* [Task statement]
Pull every line with "lamp" from the entries below.

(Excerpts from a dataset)

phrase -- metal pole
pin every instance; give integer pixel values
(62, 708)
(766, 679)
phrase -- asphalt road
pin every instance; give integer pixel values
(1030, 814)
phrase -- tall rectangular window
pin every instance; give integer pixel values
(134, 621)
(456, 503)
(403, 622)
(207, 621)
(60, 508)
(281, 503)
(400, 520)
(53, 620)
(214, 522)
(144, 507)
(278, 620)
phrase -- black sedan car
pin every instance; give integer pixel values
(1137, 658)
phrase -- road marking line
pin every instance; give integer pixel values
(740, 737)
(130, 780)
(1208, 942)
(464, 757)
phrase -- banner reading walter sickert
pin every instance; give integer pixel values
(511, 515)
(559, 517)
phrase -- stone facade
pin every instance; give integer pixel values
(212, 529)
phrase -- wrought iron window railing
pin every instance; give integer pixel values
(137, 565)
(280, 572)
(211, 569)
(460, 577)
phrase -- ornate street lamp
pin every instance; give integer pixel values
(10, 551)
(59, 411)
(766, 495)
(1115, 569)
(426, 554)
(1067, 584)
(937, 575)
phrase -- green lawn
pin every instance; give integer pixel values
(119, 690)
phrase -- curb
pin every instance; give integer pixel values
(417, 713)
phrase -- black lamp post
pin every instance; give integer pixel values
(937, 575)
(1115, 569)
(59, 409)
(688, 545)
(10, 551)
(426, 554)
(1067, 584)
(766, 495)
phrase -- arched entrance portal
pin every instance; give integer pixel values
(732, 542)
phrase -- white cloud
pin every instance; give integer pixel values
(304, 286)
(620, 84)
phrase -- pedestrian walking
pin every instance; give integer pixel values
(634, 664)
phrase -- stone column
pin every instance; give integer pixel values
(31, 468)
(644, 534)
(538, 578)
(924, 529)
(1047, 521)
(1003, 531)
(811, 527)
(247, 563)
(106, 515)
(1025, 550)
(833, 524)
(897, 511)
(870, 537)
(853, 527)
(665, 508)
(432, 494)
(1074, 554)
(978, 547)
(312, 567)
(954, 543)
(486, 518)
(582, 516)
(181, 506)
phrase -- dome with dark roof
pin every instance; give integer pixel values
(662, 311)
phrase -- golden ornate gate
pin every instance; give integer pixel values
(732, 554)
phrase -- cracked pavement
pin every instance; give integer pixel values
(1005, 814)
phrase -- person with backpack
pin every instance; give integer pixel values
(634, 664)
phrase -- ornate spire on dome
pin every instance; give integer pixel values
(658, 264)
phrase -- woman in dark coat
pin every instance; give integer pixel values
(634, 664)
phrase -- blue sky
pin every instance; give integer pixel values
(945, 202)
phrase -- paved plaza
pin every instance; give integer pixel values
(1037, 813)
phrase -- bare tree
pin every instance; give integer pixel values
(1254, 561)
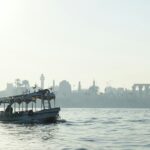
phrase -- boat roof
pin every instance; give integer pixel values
(41, 94)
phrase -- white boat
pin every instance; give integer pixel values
(24, 114)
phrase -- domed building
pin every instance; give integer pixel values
(64, 88)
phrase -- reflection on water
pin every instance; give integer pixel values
(82, 129)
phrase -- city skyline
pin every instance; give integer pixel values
(105, 41)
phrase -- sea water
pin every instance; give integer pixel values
(82, 129)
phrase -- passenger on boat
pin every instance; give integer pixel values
(9, 109)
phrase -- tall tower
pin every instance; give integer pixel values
(53, 84)
(79, 86)
(93, 83)
(42, 78)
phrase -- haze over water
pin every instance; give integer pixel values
(83, 129)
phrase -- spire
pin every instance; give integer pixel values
(79, 86)
(42, 78)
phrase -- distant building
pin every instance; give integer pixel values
(42, 78)
(93, 89)
(64, 88)
(79, 86)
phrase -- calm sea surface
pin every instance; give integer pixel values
(93, 129)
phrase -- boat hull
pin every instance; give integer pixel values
(43, 116)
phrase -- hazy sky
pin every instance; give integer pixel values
(105, 40)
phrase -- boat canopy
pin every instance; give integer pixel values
(30, 97)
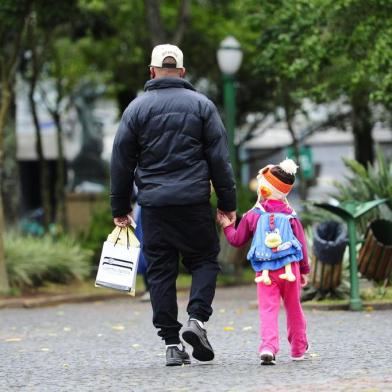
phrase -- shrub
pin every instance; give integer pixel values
(32, 261)
(367, 183)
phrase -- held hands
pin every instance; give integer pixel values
(226, 218)
(304, 280)
(124, 221)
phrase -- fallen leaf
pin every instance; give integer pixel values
(247, 328)
(11, 340)
(118, 327)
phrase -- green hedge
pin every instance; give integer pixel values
(32, 261)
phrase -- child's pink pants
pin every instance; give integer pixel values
(269, 304)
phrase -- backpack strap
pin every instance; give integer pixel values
(272, 221)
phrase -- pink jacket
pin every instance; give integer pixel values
(247, 226)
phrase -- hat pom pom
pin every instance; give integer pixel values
(289, 166)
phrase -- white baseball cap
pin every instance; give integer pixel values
(160, 52)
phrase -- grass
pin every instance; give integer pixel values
(87, 287)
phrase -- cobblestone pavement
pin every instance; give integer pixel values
(112, 346)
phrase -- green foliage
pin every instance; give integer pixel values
(367, 183)
(32, 261)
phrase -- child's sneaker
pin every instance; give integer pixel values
(267, 358)
(301, 357)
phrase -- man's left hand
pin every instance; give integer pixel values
(124, 221)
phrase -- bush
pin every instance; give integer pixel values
(32, 261)
(367, 183)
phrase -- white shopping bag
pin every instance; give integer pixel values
(119, 259)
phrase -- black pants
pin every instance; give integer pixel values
(169, 232)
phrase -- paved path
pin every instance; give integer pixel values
(112, 346)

* [Exercise solution]
phrase -- ornate street lamp
phrase -- black lamp post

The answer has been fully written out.